### GIVEN INSTRUCTION:
In your copy, repeat the records exactly and leave out the pictures.

Data items:
_____

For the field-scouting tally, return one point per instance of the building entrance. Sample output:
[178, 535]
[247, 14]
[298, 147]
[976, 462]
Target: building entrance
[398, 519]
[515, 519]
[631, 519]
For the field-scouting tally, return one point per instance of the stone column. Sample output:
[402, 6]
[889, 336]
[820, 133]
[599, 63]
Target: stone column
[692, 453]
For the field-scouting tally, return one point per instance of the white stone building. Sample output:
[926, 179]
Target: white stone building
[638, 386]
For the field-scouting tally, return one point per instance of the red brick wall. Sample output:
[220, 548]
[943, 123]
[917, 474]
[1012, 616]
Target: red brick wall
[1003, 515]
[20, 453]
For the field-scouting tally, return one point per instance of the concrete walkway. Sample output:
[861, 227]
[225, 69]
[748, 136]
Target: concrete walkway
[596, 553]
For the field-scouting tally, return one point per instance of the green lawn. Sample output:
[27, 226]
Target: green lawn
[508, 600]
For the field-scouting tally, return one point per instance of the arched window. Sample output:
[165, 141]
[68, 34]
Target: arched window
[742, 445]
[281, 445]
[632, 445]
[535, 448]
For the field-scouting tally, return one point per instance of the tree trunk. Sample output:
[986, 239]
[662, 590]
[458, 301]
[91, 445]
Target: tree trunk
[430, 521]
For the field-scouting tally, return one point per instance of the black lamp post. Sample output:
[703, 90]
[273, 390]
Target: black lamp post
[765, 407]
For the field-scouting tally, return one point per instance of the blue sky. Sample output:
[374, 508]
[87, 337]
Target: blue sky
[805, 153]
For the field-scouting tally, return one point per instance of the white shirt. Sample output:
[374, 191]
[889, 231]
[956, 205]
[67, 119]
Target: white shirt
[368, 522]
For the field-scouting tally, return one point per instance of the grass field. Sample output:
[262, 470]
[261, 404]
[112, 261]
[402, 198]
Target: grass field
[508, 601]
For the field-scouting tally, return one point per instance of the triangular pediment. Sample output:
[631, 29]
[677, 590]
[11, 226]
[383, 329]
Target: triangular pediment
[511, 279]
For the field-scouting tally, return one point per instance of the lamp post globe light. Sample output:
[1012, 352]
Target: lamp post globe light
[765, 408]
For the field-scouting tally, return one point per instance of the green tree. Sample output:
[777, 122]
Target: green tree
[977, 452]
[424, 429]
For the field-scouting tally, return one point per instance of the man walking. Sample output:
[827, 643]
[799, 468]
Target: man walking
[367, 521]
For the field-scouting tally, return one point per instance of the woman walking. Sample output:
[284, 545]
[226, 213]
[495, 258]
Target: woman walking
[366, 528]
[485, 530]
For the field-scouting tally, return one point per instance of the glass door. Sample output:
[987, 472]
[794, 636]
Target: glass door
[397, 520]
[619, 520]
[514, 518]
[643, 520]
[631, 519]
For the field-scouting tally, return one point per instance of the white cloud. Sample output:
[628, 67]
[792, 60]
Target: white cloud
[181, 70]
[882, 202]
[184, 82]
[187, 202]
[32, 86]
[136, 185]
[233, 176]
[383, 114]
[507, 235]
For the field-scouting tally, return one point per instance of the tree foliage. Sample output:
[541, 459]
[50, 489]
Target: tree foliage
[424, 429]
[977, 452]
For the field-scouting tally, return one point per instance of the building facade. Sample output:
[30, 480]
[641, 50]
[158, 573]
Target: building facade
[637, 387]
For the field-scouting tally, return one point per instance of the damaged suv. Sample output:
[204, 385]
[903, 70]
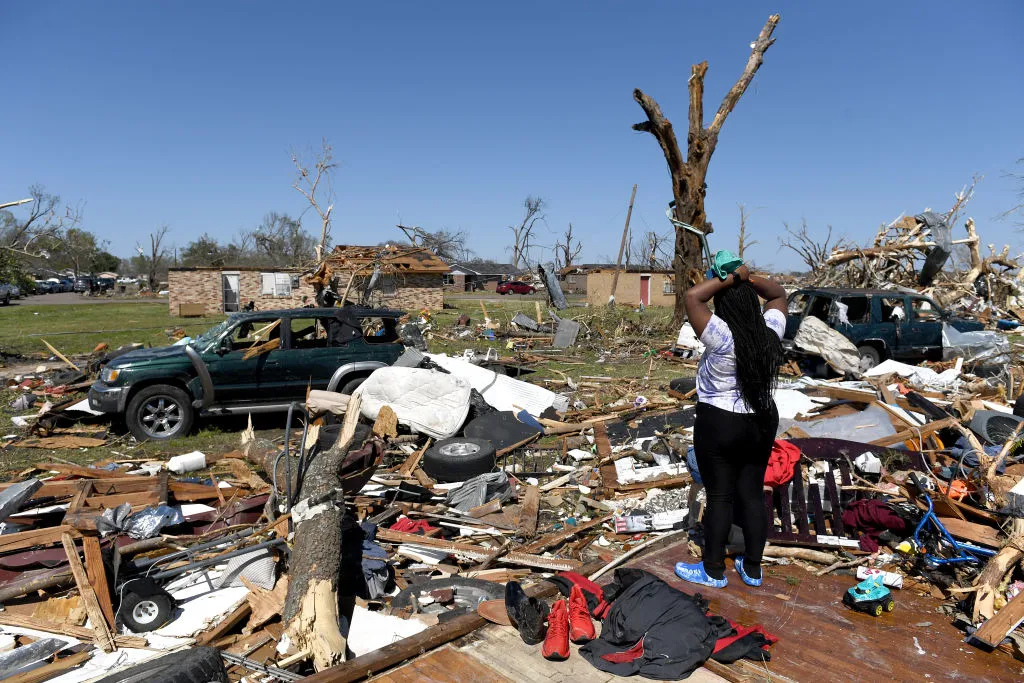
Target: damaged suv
[252, 363]
[882, 324]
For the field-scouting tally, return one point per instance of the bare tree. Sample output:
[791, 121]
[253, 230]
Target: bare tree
[314, 182]
[813, 253]
[655, 250]
[523, 232]
[1017, 210]
[44, 224]
[446, 245]
[567, 249]
[157, 256]
[743, 243]
[688, 174]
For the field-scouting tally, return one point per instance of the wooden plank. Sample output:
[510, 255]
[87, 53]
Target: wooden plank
[103, 636]
[528, 512]
[413, 461]
[51, 670]
[225, 627]
[552, 540]
[80, 632]
[922, 431]
[96, 571]
[994, 630]
[76, 470]
[37, 537]
[435, 636]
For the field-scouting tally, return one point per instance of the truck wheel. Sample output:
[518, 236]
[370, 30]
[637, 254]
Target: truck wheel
[195, 665]
[142, 613]
[160, 413]
[351, 385]
[459, 459]
[869, 356]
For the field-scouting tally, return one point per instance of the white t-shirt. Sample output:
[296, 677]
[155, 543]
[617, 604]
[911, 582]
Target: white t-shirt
[717, 372]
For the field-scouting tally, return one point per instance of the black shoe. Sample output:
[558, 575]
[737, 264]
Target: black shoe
[527, 614]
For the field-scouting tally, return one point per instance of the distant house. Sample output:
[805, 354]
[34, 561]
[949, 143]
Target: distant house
[573, 278]
[410, 279]
[636, 286]
[473, 275]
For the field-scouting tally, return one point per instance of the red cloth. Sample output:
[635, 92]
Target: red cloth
[783, 458]
[410, 526]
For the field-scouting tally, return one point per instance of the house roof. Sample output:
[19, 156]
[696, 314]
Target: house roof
[486, 268]
[402, 259]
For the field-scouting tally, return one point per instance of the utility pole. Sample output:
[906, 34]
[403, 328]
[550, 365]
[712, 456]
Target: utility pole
[622, 248]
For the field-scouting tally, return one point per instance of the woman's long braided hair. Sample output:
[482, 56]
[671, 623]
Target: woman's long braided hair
[759, 351]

_____

### ANSWER TO THE PROBLEM:
For the field-scouting tally, return one point per instance of the building entrance. Sample output:
[178, 535]
[247, 14]
[298, 147]
[976, 462]
Target: building entrance
[398, 519]
[515, 519]
[631, 519]
For the field-scouting tally, return one point per instance of the stone column. Sample output:
[402, 6]
[889, 336]
[820, 133]
[599, 63]
Target: stone column
[692, 453]
For the field-scouting tally, return one point per instance of the white stone building. Sample output:
[926, 179]
Target: white stone building
[638, 386]
For the field-scouting tally, return one point per instance of the red brick wall. Sample output:
[220, 548]
[943, 123]
[917, 474]
[1012, 616]
Target: red brick wall
[1003, 515]
[20, 453]
For the field-scouting tally, return one point per instance of the concrete walkway. Sample output:
[861, 227]
[225, 69]
[748, 136]
Target: concrete walkway
[596, 553]
For the field-scouting tally, return one point per instance of the green lawn. Sample output:
[27, 226]
Target: green lawn
[508, 600]
For the field-scouting tally, return one point per instance of the arched window. Sample output:
[165, 141]
[68, 34]
Target: arched window
[742, 445]
[281, 445]
[632, 445]
[535, 448]
For the field-scouting tally, return one point per instance of the tree trunk. Sample output:
[986, 239]
[662, 590]
[458, 301]
[91, 445]
Target: tree trunk
[430, 521]
For the field-scouting tally, return one point per instance of the black lamp post. Sample output:
[703, 90]
[273, 390]
Target: black lamp post
[765, 407]
For the field-scouting tally, return one point per instance of the blue sky. Sample output:
[374, 508]
[87, 337]
Target: blue sky
[805, 153]
For the field-scouting tally, return one point per instance of the white shirt. Sample output:
[374, 191]
[889, 231]
[956, 205]
[67, 119]
Target: white shirt
[368, 522]
For the field-scouting tally, return one point per instance of the grass field. Sample output:
[262, 470]
[261, 404]
[112, 261]
[402, 198]
Target: grass field
[508, 601]
For the field-scouting tally, return one point per instance of the triangular pediment. Sample output:
[631, 29]
[677, 590]
[11, 226]
[383, 329]
Target: triangular pediment
[511, 279]
For the field-scouting tally, return one point per instance of the lamp post globe light. Sample output:
[1012, 352]
Target: lamp post globe light
[765, 408]
For the field-scouting tally, return one point per instance of the green tree. Sample output:
[777, 122]
Target: green tree
[977, 452]
[424, 429]
For the field-scouting tally, return one point per instance of the man walking. Sample output:
[827, 643]
[799, 468]
Target: man walking
[367, 521]
For the field-scouting tally, return one point per instance of the woman walking. Sample output:
[284, 545]
[226, 213]
[495, 258]
Target: woman walking
[366, 528]
[485, 530]
For the field-scouting tally, return one point per instance of the glass door. Sample output:
[987, 472]
[794, 636]
Target: glass door
[397, 520]
[619, 520]
[514, 518]
[643, 520]
[631, 519]
For the field-scouting tally, return one point per instance of the white cloud. Sample output:
[628, 67]
[792, 60]
Target: white cloud
[181, 70]
[882, 202]
[184, 82]
[187, 202]
[32, 86]
[136, 185]
[233, 176]
[383, 114]
[507, 235]
For the field-scouting tally, return one point per instance of the tree foliage. Sample output:
[541, 459]
[50, 489]
Target: tree foliage
[424, 429]
[977, 452]
For the field-scouting tally, return one point per instance of the building facade. Sample output:
[30, 480]
[641, 50]
[158, 573]
Target: building facade
[637, 387]
For the field-scouting tally, return one point per instance of the damaged suv. Sample output:
[204, 385]
[903, 70]
Target: damaged suv
[252, 363]
[882, 324]
For the field-scouting tally, return one point per instance of the bare tree. Sample output:
[791, 121]
[253, 230]
Target: bare tree
[314, 182]
[813, 253]
[655, 250]
[523, 232]
[1017, 210]
[44, 224]
[446, 245]
[567, 249]
[157, 256]
[743, 243]
[688, 174]
For the field-scouting tally, return one point per instance of the wooden plank. Sample output:
[510, 255]
[87, 53]
Target: wooden plank
[103, 636]
[528, 512]
[413, 461]
[51, 670]
[225, 627]
[552, 540]
[80, 632]
[922, 431]
[96, 571]
[994, 630]
[76, 470]
[37, 537]
[435, 636]
For the field-scouting tally, return one point per instance of the truck wheel. Sample output:
[518, 236]
[370, 30]
[637, 254]
Target: truck wheel
[195, 665]
[142, 613]
[160, 413]
[351, 385]
[459, 459]
[869, 356]
For the field-scouting tally, return one point per instance of the white t-shirt. Sample output:
[296, 677]
[155, 543]
[617, 604]
[911, 582]
Target: white t-shirt
[717, 372]
For the field-scouting tally, return one point per instance of the black shoe. Sample output:
[558, 575]
[737, 264]
Target: black shoe
[527, 614]
For the field-scouting tally, return one point per instance of the distant house. Sample output:
[805, 354]
[34, 561]
[949, 143]
Target: distant house
[573, 278]
[410, 279]
[636, 286]
[473, 275]
For the field-scouting tally, return one point per instance of the red cloth. Sample output:
[635, 92]
Target: red cloth
[783, 458]
[410, 526]
For the field-scouting tally, return one point per instance of the house roof. Sample output:
[19, 156]
[696, 314]
Target: house roof
[486, 268]
[402, 259]
For the field-scouting tally, return one point per instance of the utility pole. Sample output:
[906, 34]
[403, 328]
[550, 365]
[712, 456]
Target: utility pole
[622, 248]
For the field-scouting tally, return one point per instance of the woman's long braided hair. Sample output:
[482, 56]
[671, 623]
Target: woman's long braided hair
[759, 351]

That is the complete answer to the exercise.